Task to carry out:
Restate each record word for word, from the first to the last.

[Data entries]
====

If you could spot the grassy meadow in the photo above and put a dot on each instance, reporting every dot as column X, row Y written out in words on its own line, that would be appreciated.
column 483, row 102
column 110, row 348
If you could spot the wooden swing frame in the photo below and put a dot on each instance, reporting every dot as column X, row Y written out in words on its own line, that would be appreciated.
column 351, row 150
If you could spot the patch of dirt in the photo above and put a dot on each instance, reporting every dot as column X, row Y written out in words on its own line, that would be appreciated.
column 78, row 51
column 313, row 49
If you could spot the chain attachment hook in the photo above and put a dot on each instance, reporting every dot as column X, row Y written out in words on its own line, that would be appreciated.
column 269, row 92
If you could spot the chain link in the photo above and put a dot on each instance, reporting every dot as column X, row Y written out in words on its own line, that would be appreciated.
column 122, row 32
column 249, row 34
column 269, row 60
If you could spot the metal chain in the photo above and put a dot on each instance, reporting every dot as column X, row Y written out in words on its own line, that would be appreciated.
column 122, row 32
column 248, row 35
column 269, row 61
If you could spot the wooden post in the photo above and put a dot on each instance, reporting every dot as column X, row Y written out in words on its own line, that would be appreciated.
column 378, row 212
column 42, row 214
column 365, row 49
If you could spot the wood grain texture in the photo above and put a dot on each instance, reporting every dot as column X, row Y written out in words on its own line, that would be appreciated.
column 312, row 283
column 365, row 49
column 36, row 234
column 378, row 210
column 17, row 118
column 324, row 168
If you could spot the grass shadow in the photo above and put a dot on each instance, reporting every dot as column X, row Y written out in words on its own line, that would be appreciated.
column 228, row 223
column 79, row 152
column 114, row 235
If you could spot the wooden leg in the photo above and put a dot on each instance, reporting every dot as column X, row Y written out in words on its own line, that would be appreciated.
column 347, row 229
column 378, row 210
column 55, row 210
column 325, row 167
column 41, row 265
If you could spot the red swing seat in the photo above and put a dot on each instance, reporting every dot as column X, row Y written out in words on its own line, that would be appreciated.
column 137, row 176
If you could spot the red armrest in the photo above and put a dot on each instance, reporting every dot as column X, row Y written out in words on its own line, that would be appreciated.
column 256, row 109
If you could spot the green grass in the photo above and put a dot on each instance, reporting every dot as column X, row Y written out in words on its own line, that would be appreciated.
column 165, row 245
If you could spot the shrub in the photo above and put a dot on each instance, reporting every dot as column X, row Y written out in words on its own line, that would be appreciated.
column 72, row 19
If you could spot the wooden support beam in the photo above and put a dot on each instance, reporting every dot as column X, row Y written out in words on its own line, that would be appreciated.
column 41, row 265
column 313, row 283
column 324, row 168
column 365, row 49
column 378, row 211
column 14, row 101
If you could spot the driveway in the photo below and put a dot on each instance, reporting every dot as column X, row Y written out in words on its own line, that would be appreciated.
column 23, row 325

====

Output for this exercise:
If you could spot the grassy meadow in the photo above and put a dot on each instance, reporting every dot as column X, row Y written out in words on its own line, that would be appreciated.
column 483, row 102
column 110, row 348
If you could spot the wooden swing frame in the photo below and put a dot on each instance, reporting every dot as column X, row Y written out in words on its own line, that would be appreciated.
column 351, row 150
If you could spot the patch of dirt in the photo above and put a dot on each instance, reporting every dot as column X, row Y written out in words on its own line, that would be appreciated.
column 78, row 51
column 313, row 49
If you could spot the chain attachment hook in the photo above and put a dot on each instance, reporting every dot as column X, row Y written out in words on its own line, that would be appreciated.
column 269, row 92
If you could spot the chain link in the photo above and put a dot on each instance, reporting every dot as column X, row Y written out in words on its own line, that would be appreciated.
column 122, row 32
column 249, row 34
column 269, row 60
If you could spot the metal chain in the photo above and put a dot on each instance, reporting every dot as column X, row Y written out in words on its own line, that would be appreciated.
column 122, row 32
column 248, row 35
column 269, row 61
If you could spot the wooden post in the photo above and put a dot on each instance, reporting every dot as column X, row Y written out in words on its own line, that would be appreciated.
column 378, row 212
column 42, row 214
column 365, row 49
If you could spot the wood grain texture in the photo above and put a dot on each instance, reporting every dot as column X, row Y written out in words on its own line, that would be appreciated.
column 312, row 283
column 365, row 49
column 36, row 234
column 378, row 210
column 17, row 118
column 324, row 168
If you could spot the grass shadow in the photo above and put a dot on each instance, reporting every dot as column X, row Y written out in words on its own line, that would be appreciated.
column 228, row 223
column 79, row 152
column 114, row 235
If you could spot the wooden leg in the photo above and put a dot on each instance, reporting every dot as column X, row Y written out in words on its own line, that would be appreciated.
column 347, row 229
column 378, row 210
column 55, row 210
column 325, row 167
column 41, row 265
If you could spot the red swing seat in the photo above and put a dot on each instance, reporting every dot as column X, row Y written out in words on its own line, that would be appreciated.
column 137, row 176
If you could spot the red armrest in the photo above and put a dot on each instance, reporting every dot as column X, row Y written out in words on its own line, that would be appreciated.
column 256, row 109
If you could spot the green grass in the photo above and put a dot on each instance, reporting every dot as column X, row Y written out in words on its own line, that would be appreciated.
column 165, row 245
If you could spot the shrub in the photo above and put a dot on each instance, reporting every dot as column X, row Y written out in words on its own line, that would be appreciated.
column 72, row 19
If you could spot the wooden support beam in the photo above and put a dot on each instance, reporting every dot as column X, row Y written out in words on its own line, that would be appreciated.
column 41, row 265
column 313, row 283
column 324, row 168
column 365, row 49
column 378, row 211
column 14, row 101
If you could spot the driveway in the photo below and put a dot on each instance, reporting every dot as column X, row Y written out in words on its own line, that would be appreciated.
column 23, row 325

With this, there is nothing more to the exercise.